Written task: From the Karori Cemetery text, print the passage starting with "Let’s look at" and going on through "more gravey vistas.", word for word.

Text to read:
-=-=-
Naturally, as I took photos, I assumed that I would remember at least the basics of the people mentioned. I assume this every time I take photos on a tour, and I am wrong 100% of the time, but hope springs eternal, along with wildly unearned optimism.



Let’s take a look at some of the grave symbolism, a thing that modern graves are often woefully short on (although I did not upload any photos of stones inscribed with the disconcerting euphemism of “fell asleep on” such-and-such date).


I haven’t been in New Zealand long enough to know much about Maori symbolism, but here’s a couple of graves I passed that include some.


Let’s look at the inside of the chapel and crematorium, since I did not get a photo of the outside for some reason. It was built in 1909, which you know because that’s the large number chiseled on the wall.

The glass windows were commissioned to memorialize members of William Ferguson’s family, including 8-year-old daughter Louisa (I know, but you can’t talk about cemeteries without mentioning some real raging bummers). They came from the Irish workshop An Túr Gloine, world renowned glass artists. “Faith,” shown below, is one of two created by Wilhemina Geddes, noted glass bad-ass.


The windows held to be real gems of stained glass art by those who are into that sort of thing, and having done a tiny bit of stained glass work in my teens, I can vouch for its hardcoreness, in terms of blood shed.
Before wrapping this entry up, let’s have a peek at a couple more gravey vistas.


The Karori Cemetery is open every day, and I believe you may go in even at night, although the road gates are closed at dusk. There are a couple of self-guided tours (linked above, for soldiers and the SS Penguin victims), and the Friends offer themed tours on the reg, so consult their page for information.
-=-=-
Record set:
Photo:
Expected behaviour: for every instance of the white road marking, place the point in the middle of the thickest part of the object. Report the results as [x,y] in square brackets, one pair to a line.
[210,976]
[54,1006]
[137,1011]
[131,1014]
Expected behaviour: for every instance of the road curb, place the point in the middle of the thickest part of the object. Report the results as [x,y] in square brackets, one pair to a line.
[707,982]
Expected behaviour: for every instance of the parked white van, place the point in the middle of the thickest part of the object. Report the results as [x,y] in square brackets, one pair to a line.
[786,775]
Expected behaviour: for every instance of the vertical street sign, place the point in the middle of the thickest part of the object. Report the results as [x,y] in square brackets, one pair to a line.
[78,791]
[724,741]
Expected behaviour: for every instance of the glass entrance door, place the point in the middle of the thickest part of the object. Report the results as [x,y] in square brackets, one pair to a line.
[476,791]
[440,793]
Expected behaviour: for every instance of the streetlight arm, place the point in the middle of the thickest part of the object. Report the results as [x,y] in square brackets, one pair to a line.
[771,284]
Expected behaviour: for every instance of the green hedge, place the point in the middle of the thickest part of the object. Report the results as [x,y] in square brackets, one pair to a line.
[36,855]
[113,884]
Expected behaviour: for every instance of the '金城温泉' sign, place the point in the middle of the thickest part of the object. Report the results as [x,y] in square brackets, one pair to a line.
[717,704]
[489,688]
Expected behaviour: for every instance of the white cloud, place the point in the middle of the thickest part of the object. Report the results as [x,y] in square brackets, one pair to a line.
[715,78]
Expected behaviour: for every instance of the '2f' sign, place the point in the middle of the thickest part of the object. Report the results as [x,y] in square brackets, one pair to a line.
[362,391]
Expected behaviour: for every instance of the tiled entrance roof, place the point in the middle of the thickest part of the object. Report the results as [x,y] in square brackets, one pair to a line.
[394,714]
-=-=-
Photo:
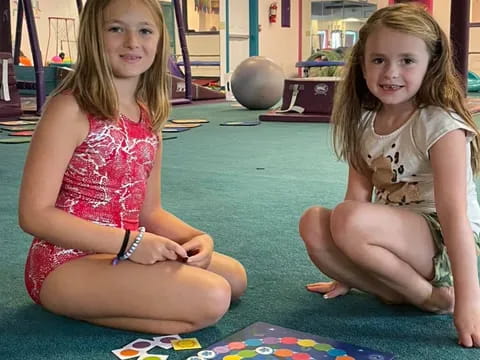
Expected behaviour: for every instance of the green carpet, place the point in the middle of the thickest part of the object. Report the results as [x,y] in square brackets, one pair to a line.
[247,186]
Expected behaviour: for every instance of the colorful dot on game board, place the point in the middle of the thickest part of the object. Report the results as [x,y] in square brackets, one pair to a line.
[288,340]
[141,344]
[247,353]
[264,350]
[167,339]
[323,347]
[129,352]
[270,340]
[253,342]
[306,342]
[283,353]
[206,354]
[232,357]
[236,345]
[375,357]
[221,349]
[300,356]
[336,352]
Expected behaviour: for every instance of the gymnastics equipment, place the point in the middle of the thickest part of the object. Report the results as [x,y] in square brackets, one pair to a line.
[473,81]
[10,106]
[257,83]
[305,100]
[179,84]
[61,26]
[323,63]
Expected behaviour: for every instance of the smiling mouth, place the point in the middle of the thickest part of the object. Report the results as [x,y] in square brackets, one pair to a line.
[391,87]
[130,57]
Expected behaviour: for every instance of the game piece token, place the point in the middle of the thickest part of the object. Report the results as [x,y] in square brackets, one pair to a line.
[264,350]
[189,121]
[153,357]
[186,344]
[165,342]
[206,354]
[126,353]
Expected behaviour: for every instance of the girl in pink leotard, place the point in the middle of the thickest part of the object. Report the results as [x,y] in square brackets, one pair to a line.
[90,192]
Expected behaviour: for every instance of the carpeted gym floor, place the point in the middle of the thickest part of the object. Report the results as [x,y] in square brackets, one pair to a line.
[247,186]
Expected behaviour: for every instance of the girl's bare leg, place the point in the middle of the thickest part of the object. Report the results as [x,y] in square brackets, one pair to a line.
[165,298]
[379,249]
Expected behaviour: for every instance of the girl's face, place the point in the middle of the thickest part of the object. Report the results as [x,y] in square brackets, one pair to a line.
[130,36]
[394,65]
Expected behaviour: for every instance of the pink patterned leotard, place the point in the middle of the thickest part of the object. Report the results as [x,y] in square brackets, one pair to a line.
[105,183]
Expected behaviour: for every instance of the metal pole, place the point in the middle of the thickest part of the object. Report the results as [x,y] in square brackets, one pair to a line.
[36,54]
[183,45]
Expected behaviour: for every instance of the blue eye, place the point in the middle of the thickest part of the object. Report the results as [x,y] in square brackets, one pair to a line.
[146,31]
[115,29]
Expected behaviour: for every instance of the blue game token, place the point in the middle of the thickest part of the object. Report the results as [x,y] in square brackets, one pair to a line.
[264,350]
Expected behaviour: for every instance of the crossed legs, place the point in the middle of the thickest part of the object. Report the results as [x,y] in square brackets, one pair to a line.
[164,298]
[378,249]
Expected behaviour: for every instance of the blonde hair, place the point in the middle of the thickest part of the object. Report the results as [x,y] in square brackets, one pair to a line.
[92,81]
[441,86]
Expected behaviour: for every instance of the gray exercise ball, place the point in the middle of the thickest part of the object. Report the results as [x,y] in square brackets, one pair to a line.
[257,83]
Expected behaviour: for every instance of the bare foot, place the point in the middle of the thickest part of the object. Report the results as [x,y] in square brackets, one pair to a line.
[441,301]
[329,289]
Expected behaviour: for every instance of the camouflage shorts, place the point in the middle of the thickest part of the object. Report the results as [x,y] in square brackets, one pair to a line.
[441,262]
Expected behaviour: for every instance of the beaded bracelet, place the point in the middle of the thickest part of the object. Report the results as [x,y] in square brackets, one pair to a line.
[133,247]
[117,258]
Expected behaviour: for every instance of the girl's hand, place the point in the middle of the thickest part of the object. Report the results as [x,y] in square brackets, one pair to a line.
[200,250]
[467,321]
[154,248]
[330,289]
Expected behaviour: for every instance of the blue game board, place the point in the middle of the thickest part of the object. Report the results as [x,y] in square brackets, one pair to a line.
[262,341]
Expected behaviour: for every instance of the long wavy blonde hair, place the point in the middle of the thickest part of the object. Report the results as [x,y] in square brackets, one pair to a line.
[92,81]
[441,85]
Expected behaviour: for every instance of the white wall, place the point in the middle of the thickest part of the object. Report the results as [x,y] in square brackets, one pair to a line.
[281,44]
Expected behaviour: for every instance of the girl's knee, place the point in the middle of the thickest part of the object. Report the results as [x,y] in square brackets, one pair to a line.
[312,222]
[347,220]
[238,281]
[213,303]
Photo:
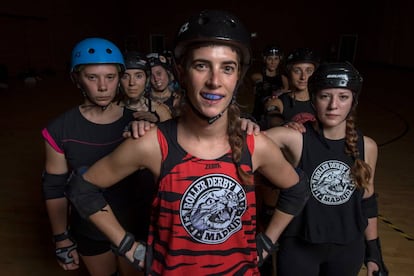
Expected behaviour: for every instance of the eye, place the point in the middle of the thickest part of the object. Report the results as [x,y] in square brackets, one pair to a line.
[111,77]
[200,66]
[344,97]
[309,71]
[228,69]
-=-=-
Solution to the problem:
Let’s look at the inside of the chapel and crematorium, since I did not get a photo of the outside for some reason. It was built in 1909, which you know because that’s the large number chiseled on the wall.

The glass windows were commissioned to memorialize members of William Ferguson’s family, including 8-year-old daughter Louisa (I know, but you can’t talk about cemeteries without mentioning some real raging bummers). They came from the Irish workshop An Túr Gloine, world renowned glass artists. “Faith,” shown below, is one of two created by Wilhemina Geddes, noted glass bad-ass.


The windows held to be real gems of stained glass art by those who are into that sort of thing, and having done a tiny bit of stained glass work in my teens, I can vouch for its hardcoreness, in terms of blood shed.
Before wrapping this entry up, let’s have a peek at a couple more gravey vistas.